====== Dataset content ======
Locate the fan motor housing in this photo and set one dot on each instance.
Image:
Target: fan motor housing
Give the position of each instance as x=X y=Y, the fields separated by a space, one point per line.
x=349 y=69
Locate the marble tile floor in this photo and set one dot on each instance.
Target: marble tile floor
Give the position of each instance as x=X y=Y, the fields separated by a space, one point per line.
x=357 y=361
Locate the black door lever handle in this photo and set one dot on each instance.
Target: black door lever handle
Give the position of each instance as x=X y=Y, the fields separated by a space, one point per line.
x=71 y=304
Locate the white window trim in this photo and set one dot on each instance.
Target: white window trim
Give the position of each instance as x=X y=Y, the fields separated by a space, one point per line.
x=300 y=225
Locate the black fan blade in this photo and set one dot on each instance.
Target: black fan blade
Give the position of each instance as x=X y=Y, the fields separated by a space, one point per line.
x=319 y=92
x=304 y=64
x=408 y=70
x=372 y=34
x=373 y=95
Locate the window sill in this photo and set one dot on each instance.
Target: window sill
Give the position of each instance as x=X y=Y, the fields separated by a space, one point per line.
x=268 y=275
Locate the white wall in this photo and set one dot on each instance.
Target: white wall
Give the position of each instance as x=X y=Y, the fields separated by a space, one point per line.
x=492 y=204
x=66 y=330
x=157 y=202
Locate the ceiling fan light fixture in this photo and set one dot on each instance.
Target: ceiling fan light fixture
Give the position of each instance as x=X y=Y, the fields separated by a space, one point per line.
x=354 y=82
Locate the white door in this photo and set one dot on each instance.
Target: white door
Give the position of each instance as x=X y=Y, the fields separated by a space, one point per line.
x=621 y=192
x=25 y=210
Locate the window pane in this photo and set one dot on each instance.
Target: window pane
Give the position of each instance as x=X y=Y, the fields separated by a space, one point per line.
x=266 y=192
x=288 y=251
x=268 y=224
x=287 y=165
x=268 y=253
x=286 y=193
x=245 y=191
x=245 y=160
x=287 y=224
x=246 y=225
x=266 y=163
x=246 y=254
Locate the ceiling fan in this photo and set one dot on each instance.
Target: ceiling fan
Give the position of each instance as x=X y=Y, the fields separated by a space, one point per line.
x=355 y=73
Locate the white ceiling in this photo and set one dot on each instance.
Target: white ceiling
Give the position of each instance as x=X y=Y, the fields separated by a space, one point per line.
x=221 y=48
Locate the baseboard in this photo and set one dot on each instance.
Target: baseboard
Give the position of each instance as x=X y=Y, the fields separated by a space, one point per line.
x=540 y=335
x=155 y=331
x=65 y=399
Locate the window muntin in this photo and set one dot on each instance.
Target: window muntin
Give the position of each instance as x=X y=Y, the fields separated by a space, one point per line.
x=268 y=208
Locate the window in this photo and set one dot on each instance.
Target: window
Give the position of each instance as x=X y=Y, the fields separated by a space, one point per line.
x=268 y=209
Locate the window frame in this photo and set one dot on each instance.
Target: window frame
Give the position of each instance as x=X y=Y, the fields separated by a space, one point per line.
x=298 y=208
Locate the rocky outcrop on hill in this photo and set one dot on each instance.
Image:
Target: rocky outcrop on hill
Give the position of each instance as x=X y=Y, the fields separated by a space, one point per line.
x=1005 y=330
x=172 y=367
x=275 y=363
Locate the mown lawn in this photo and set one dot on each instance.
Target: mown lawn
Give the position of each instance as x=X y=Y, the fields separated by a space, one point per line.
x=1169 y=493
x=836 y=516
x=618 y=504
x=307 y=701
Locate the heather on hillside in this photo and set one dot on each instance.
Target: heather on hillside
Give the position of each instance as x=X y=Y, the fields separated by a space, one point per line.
======
Task requirements:
Of the entries above, repeat exactly the lines from the line with "Locate the black door" through the line with "Target: ceiling fan light fixture", both of them included.

Response to this task:
Locate the black door lever handle in this photo and set one dot on each instance.
Target: black door lever handle
Give the position of each instance as x=X y=Y, the fields separated by a space, one point per line.
x=71 y=304
Locate the white window trim in this photo and set one dot on each instance.
Target: white window trim
Give the position of each instance as x=X y=Y, the fields separated by a space, one point per line.
x=300 y=225
Locate the black fan blade in this photo and set one dot on each instance.
Target: black fan blade
Give the position of each instance as x=X y=Y, the fields separated by a space, one point per line.
x=319 y=92
x=304 y=64
x=408 y=70
x=372 y=34
x=373 y=95
Locate the window sill in this photo and set one dot on each instance.
Target: window sill
Give the position of each instance as x=X y=Y, the fields separated by a space, one point per line.
x=268 y=275
Locate the white wall in this photo and set one dot on each instance.
Target: white wall
Give the position of each instance as x=X y=Y, the fields separated by a space, one point per line.
x=492 y=204
x=66 y=330
x=157 y=202
Locate the ceiling fan light fixture in this photo and set one dot on each instance.
Target: ceiling fan light fixture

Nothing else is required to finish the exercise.